**TRECHO DO TEXTO**
A todos, no âmbito judicial e administrativo, são assegurados a razoável duração do processo e os meios que garantam a celeridade de sua tramitação.

Artigo 5º, inciso LXXVIII, da Constituição de 1988

Nesta segunda-feira, 20 de agosto, o assassinato da jornalista Sandra Gomide completa sete anos. Em 5 de maio de 2006, o réu confesso do assassinato, Antônio Marcos Pimenta Neves, foi condenado em primeira instância a 19 anos, 2 meses e 12 dias de prisão em regime integralmente fechado.

Em 13 de dezembro passado, a condenação foi confirmada pelo Tribunal de Justiça de São Paulo e a pena reduzida para 18 anos. Pimenta Neves aguarda julgamento de recurso em liberdade.

Tanto a redução da pena como a liberdade provisória do réu foram asseguradas no julgamento de dois dos 61 recursos apresentados pela defesa e pela acusação ao longo do processo. Sete anos e 61 recursos depois, ninguém foi ainda punido pelo assassinato de Sandra Gomide.

O fato de os acusados aguardarem fora da cadeia à definição de seus processos deve ser interpretado como o mais estrito e legítimo respeito aos direitos individuais, já que ninguém deve ser privado da liberdade sem condenação transitada em julgado — resguardados casos excepcionais.

Como sustentou em recente voto o ministro Marco Aurélio, do Supremo Tribunal Federal, “por maior que se mostre o afã em alcançar mudança de rumos, em coibir-se atos condenáveis, descabe o atropelo, a queima de etapas. É esse o preço que se paga por viver em um Estado Democrático, em um Estado de Direito, e, porque módico, está ao alcance de todos”.

**TRECHOS DAS ENTRADAS**
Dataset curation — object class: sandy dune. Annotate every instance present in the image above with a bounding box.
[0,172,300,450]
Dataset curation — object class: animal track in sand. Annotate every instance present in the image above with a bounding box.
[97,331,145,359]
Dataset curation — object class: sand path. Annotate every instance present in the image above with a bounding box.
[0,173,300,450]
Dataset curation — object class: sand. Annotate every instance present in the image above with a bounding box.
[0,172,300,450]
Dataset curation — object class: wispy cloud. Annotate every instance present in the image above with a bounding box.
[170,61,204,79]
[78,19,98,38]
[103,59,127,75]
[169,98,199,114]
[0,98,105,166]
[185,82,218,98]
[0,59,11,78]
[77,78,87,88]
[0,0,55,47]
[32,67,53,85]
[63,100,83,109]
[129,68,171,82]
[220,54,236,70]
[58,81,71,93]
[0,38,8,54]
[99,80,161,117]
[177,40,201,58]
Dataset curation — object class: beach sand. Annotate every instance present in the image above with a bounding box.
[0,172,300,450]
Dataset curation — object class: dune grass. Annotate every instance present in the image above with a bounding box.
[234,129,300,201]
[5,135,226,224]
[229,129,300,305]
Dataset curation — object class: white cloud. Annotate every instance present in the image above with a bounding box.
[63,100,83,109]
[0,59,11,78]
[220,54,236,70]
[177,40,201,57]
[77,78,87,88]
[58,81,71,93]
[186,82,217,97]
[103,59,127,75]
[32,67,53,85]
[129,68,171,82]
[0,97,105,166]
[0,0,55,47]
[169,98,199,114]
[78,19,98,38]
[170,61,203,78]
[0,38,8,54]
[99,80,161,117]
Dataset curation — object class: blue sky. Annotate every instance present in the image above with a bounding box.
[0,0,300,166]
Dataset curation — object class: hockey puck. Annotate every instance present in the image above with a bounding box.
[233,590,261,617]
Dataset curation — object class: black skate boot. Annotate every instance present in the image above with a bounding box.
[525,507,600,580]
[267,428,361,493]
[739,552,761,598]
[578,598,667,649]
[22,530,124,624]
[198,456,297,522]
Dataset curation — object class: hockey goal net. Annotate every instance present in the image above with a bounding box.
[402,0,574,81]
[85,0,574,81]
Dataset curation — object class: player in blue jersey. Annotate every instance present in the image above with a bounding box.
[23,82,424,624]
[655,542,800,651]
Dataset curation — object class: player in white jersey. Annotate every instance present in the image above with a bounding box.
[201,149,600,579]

**O QUE SE ESPERA**
Imprima na íntegra, sem nenhuma alteração, o texto sobre o processo do assassinato de Sandra Gomide.

**RESULTADO FINAL**
A todos, no âmbito judicial e administrativo, são assegurados a razoável duração do processo e os meios que garantam a celeridade de sua tramitação.

Artigo 5º, inciso LXXVIII, da Constituição de 1988

Nesta segunda-feira, 20 de agosto, o assassinato da jornalista Sandra Gomide completa sete anos. Em 5 de maio de 2006, o réu confesso do assassinato, Antônio Marcos Pimenta Neves, foi condenado em primeira instância a 19 anos, 2 meses e 12 dias de prisão em regime integralmente fechado.

Em 13 de dezembro passado, a condenação foi confirmada pelo Tribunal de Justiça de São Paulo e a pena reduzida para 18 anos. Pimenta Neves aguarda julgamento de recurso em liberdade.

Tanto a redução da pena como a liberdade provisória do réu foram asseguradas no julgamento de dois dos 61 recursos apresentados pela defesa e pela acusação ao longo do processo. Sete anos e 61 recursos depois, ninguém foi ainda punido pelo assassinato de Sandra Gomide.

O fato de os acusados aguardarem fora da cadeia à definição de seus processos deve ser interpretado como o mais estrito e legítimo respeito aos direitos individuais, já que ninguém deve ser privado da liberdade sem condenação transitada em julgado — resguardados casos excepcionais.

Como sustentou em recente voto o ministro Marco Aurélio, do Supremo Tribunal Federal, “por maior que se mostre o afã em alcançar mudança de rumos, em coibir-se atos condenáveis, descabe o atropelo, a queima de etapas. É esse o preço que se paga por viver em um Estado Democrático, em um Estado de Direito, e, porque módico, está ao alcance de todos”.